- **Selected extract**

>>>

Then I married my second husband who danced, but not well, and after a few years he just all but quit. He would dance one or two on special occasions, but we never "went dancing" on purpose. I missed that terribly for many years to come. In the last 30 years, I'll bet I haven't danced more than a couple dozen times. So I'm very, very rusty. I wanted to brush up my skills and get some fun exercise, so when a couple of friends said they were taking lessons, I jumped on it.

Ten minutes into the lesson, my legs were feeling it! We are learning the two-step. I haven't walked backward that much in years and years! I think I "still have it" but I'm having to learn where to find "it" and shine it up! Everything feels very awkward to me. And having someone tell me every move to make feels so artificial. I noticed toward the end of the lesson that as I think back on my past experience, it begins to make sense, but I never had someone teach the professional part; I just watched and did! The instructor was complimentary and said not to worry, it is clear that I have danced before and it will become easier soon. I hope so! This feels really weird! I think it will be good exercise. It certainly kept me in shape in the past. BTW, the instructor is a nice looking young man with that delicious tight butt of a dancer! Don't you just love those butts??? LOL!

<<<

- **Exercises**
1 - Which dance is being taught in the lesson the dance-lessons text describes?
2 - Carry on the dance-lessons text from its last sentence.
The items after this text aren't needed.

- **Extracted material**

>>>

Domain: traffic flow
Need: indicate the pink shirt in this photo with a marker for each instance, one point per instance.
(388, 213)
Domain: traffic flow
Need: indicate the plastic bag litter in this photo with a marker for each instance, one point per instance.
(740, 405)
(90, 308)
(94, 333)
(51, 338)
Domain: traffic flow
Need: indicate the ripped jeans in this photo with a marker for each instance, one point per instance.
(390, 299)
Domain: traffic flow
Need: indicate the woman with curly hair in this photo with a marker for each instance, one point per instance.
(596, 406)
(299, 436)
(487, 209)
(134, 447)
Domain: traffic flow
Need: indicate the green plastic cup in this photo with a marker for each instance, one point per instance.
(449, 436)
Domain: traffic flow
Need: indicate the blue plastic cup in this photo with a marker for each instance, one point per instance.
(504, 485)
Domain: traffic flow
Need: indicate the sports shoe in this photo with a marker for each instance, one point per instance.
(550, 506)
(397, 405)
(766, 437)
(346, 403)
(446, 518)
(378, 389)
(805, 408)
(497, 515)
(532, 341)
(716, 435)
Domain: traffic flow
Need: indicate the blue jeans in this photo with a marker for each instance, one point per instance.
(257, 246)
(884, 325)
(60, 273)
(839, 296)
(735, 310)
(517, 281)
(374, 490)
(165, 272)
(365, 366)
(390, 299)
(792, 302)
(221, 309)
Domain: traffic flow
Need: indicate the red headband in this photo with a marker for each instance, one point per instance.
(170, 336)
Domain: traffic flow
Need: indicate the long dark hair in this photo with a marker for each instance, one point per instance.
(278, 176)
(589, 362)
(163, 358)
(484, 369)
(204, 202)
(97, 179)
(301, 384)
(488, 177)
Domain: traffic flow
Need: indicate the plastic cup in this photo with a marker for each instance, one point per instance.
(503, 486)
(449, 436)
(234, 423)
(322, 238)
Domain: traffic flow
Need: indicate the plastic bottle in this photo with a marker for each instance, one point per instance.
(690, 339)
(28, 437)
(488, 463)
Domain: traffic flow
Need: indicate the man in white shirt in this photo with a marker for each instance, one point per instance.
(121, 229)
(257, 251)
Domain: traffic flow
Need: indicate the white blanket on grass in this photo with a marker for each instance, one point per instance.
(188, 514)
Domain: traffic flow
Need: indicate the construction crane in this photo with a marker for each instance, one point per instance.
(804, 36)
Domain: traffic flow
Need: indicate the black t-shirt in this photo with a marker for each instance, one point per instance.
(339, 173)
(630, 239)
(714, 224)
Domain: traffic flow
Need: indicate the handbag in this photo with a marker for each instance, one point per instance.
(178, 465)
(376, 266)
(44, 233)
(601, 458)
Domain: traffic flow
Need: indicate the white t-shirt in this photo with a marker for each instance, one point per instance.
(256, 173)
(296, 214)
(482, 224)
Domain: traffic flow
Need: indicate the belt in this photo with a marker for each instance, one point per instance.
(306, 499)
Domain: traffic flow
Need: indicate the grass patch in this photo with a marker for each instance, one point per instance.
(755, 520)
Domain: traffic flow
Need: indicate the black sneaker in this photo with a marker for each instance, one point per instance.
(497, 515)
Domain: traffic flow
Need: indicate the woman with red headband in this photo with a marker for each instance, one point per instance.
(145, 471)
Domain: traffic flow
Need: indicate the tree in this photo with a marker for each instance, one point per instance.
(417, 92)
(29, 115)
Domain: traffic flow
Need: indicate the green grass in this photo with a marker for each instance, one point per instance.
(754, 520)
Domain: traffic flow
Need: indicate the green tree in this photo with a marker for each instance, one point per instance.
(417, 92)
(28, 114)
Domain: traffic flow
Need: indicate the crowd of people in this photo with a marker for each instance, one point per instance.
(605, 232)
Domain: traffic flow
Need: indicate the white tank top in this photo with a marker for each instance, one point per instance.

<<<

- **Task-by-task results**
1 - The two-step.

2 -
I've become terribly aware of the other changes since I last danced regularly, and I hope they smooth out soon. The fibromyalgia makes it more challenging to move; my range of motion is more limited; I have some equilibrium problems because of the hearing loss; and I need to lose weight. Soooooo .... I need to start an exercise program and watch my diet. I can't do much about the equilibrium, but I hope it will become better with time as I learn to compensate for the motion while dancing.

But regardless of all that, I really enjoyed dancing tonight, as rough as it was. Another lesson on Saturday night, and I hope to feel a little more relaxed with it. I can hardly wait!!

10 comments:

  1. You go girl!!!!!!!!!!!!!!!!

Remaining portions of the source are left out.